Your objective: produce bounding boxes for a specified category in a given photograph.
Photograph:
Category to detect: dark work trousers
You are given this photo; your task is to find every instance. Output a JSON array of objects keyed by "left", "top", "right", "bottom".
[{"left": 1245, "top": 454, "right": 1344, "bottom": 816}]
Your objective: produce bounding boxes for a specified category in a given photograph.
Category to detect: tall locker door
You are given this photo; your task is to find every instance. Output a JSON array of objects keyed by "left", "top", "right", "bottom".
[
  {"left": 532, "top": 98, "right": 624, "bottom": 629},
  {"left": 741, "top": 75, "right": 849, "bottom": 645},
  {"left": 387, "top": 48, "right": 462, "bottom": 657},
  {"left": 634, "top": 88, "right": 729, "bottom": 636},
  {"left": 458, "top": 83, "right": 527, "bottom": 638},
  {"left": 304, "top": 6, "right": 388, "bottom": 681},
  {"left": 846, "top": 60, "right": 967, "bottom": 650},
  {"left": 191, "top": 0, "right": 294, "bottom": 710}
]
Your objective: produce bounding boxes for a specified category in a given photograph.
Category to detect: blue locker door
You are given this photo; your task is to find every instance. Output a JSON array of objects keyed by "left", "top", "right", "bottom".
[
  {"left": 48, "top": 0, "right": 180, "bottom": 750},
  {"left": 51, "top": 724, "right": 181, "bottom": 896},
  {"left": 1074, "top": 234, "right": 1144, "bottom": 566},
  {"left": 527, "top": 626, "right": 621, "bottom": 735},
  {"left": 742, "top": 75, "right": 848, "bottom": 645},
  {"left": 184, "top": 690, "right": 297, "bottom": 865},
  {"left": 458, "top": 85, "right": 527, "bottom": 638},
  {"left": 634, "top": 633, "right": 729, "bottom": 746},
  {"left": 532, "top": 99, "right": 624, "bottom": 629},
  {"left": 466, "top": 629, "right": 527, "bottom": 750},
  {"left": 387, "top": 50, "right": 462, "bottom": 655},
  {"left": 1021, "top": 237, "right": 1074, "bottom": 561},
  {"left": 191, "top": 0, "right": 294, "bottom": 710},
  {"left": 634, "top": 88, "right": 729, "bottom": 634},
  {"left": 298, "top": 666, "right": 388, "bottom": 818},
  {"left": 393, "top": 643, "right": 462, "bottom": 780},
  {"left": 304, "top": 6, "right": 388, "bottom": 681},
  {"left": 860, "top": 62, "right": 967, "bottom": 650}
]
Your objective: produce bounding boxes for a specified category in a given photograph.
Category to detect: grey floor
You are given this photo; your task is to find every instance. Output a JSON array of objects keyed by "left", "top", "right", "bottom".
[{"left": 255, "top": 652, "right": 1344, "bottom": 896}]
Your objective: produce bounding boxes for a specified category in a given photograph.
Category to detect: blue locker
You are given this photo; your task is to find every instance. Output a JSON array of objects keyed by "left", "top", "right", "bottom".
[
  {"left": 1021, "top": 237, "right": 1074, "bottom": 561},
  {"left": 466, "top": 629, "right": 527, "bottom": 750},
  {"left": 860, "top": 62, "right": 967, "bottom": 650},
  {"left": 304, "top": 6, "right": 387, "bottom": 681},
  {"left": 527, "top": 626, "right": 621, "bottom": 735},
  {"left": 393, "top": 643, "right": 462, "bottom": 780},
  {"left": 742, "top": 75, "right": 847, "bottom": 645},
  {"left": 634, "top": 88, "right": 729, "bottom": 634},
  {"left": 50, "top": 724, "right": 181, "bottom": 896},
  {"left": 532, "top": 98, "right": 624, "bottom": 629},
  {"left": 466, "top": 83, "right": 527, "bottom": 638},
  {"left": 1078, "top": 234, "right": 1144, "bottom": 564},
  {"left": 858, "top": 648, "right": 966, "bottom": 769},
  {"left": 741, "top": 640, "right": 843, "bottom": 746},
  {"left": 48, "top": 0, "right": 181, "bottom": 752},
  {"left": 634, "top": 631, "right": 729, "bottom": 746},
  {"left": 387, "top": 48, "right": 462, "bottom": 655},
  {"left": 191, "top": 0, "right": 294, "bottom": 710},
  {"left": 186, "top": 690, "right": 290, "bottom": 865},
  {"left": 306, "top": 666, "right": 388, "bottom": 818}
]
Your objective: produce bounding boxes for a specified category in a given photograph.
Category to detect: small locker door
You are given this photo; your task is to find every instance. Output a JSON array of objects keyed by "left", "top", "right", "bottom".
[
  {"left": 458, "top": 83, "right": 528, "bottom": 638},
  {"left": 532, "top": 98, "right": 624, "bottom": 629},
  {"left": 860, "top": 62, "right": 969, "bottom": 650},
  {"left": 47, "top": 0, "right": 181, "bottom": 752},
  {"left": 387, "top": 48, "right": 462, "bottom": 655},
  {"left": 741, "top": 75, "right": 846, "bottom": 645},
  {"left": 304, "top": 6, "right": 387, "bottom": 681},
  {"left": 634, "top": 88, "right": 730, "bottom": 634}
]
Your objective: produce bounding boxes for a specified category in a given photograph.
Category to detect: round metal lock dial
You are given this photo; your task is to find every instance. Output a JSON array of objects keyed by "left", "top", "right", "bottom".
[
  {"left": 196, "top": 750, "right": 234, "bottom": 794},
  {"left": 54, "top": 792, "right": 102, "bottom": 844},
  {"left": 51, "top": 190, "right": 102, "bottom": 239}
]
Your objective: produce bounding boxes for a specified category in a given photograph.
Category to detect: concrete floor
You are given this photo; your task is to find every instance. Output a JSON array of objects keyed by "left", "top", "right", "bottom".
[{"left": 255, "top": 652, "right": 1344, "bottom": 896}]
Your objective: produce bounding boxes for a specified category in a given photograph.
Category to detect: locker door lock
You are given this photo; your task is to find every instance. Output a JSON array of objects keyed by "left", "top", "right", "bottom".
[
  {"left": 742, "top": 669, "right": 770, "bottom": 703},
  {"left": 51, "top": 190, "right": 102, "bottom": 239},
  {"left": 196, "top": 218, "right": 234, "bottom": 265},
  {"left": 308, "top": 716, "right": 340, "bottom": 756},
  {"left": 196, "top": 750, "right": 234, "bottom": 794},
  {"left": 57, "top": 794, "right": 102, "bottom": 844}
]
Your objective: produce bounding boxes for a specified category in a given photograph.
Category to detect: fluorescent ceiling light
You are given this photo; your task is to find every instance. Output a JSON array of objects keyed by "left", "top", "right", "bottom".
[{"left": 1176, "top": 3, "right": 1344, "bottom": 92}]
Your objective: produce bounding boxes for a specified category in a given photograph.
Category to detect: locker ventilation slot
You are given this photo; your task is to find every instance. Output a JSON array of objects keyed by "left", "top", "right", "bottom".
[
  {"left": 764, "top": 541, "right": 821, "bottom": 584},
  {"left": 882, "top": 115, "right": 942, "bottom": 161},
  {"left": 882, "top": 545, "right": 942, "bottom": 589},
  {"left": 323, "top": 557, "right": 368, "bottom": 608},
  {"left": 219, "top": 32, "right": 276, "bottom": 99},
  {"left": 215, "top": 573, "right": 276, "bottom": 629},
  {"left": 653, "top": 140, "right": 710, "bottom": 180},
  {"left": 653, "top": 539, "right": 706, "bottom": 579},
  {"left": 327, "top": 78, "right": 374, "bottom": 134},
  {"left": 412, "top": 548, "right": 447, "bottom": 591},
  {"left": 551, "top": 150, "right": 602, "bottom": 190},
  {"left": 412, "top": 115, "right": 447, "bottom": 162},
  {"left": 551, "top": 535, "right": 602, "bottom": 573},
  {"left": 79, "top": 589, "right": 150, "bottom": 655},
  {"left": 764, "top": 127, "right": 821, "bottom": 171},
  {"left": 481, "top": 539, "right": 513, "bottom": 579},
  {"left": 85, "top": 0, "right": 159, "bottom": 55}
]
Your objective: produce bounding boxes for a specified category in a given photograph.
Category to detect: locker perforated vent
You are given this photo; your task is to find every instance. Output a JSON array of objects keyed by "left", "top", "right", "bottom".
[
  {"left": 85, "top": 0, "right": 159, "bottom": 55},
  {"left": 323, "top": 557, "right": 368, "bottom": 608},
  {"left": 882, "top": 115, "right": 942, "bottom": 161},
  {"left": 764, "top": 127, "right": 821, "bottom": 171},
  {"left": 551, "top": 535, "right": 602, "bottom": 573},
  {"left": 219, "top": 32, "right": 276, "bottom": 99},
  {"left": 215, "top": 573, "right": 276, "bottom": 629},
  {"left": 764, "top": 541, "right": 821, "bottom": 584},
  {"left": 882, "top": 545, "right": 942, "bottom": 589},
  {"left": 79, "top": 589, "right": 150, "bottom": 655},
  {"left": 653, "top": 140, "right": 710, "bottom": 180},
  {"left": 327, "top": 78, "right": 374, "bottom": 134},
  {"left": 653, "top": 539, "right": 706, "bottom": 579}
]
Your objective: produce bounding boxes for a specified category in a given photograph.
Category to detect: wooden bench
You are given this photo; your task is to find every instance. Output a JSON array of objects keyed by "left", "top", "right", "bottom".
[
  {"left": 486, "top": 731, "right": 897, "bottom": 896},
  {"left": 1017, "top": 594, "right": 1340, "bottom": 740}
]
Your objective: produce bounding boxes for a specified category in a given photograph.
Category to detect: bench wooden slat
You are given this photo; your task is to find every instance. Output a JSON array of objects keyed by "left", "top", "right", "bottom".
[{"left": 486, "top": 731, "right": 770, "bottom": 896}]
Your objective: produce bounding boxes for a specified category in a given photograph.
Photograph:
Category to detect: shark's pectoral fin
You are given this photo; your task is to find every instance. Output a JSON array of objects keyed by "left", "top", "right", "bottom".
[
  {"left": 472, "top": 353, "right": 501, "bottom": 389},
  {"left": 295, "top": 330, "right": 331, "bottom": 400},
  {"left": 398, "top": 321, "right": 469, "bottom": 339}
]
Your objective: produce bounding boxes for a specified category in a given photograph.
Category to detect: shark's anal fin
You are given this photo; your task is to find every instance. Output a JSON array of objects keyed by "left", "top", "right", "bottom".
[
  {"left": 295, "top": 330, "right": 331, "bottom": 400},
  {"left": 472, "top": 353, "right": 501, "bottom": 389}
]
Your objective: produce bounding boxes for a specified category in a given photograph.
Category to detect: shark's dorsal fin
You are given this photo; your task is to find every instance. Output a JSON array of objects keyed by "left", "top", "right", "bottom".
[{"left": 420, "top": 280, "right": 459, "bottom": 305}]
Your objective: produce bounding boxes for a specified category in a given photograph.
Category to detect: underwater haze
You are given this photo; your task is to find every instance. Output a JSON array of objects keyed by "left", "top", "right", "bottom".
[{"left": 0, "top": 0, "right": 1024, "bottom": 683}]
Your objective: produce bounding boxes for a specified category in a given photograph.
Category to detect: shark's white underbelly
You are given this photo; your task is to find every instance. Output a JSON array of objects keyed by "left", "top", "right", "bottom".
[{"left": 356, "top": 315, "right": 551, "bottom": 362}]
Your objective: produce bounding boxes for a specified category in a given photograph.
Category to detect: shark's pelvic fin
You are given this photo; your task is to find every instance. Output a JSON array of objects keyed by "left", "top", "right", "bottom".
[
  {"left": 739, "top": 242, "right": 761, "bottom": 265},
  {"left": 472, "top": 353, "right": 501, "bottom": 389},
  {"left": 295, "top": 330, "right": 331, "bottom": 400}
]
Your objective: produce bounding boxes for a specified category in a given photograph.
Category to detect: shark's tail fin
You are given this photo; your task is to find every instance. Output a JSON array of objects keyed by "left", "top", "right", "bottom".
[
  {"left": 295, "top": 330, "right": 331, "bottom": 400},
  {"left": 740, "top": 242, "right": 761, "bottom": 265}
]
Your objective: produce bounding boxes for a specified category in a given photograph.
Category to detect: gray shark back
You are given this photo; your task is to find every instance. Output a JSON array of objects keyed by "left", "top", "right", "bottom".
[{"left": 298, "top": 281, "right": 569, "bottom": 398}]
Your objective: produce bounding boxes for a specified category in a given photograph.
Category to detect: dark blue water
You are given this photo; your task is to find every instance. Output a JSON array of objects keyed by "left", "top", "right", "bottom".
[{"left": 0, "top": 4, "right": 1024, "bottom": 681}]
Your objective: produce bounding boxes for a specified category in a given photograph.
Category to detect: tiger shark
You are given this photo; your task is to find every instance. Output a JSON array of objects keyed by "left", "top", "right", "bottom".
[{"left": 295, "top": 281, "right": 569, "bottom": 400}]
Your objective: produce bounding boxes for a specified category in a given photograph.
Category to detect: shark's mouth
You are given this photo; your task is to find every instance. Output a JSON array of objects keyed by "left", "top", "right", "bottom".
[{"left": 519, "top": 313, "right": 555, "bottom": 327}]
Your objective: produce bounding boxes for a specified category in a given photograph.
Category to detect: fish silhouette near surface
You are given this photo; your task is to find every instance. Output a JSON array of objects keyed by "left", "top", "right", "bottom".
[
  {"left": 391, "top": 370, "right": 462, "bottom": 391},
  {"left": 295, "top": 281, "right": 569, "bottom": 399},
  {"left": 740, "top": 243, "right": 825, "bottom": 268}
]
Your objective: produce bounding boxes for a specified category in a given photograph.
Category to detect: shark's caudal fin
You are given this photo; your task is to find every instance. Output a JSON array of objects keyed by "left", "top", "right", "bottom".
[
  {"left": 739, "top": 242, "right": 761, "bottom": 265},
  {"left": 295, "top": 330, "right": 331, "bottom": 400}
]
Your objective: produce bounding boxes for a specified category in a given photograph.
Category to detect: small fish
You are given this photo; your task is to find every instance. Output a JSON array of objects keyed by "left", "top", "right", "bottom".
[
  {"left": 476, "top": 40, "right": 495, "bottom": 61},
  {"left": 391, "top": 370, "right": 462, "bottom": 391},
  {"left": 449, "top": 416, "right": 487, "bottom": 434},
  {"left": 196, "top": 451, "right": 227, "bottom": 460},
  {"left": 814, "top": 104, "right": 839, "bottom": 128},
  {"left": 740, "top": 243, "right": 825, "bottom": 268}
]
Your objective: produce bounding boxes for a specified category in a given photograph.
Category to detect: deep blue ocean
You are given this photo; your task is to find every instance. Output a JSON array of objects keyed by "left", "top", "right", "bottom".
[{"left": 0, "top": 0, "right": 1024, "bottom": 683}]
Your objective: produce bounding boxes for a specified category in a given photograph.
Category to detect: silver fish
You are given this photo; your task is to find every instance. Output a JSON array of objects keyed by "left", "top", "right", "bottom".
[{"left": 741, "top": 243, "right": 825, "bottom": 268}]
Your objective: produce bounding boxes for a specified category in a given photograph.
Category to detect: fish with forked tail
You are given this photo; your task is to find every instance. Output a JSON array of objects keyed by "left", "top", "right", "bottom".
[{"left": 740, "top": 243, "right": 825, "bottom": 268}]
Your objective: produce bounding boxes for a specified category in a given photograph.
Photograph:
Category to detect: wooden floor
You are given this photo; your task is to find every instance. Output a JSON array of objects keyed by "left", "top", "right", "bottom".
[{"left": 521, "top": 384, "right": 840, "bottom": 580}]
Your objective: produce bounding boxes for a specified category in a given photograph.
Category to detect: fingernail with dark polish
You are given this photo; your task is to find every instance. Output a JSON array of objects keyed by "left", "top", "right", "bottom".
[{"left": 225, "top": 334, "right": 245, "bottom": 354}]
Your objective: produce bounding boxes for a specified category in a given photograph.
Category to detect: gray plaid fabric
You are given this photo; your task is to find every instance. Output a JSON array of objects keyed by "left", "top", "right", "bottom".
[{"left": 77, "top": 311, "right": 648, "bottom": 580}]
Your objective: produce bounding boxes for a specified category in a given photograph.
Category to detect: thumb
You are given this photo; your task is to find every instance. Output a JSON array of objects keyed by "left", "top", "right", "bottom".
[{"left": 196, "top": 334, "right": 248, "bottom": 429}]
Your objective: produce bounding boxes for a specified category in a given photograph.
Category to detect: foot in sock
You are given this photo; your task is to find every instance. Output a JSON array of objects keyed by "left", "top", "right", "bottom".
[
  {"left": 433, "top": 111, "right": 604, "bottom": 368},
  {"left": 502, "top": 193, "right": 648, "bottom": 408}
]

(Exercise aim): Starting from the beginning of the records and going on through the line containing "Category to detect: dark work trousers", give those lines as a numbered list, leaving out any blank lines.

(The response):
1. Your objective: produce bounding boxes for a specified category in a given photograph.
2. Photograph:
3. Category to detect: dark work trousers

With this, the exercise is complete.